(Collected data)
+ + +

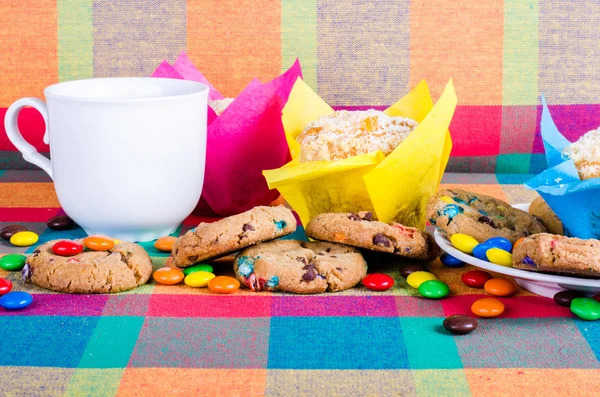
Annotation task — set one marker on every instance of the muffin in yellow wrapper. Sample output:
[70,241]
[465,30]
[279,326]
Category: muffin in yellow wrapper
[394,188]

+ + +

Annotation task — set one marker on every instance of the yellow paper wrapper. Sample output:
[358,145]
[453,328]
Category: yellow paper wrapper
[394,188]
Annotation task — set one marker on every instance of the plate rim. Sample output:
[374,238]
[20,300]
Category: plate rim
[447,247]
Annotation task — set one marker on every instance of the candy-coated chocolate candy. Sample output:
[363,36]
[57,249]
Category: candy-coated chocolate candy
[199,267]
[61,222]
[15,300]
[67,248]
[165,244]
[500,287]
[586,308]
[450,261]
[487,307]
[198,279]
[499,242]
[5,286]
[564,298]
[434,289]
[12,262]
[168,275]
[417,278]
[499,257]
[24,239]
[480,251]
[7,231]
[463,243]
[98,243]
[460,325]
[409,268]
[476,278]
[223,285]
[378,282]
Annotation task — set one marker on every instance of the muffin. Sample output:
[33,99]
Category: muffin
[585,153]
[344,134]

+ + +

__Problem statement__.
Wherever a line of the data holds "every", copy that line.

__Written response__.
Annotation task — set one marker on every instance of the muffin in yellow wrapper. Sample output:
Annotation task — set one marker on every instance of the yellow paper wrapper. Sample output:
Annotation task — set one marker on every instance of the plate rim. Sample output:
Annotation task — set one marker on every instance of the candy-coated chocolate candy. Sample output:
Annotation task — set one marker on every instance of the muffin. Sample output:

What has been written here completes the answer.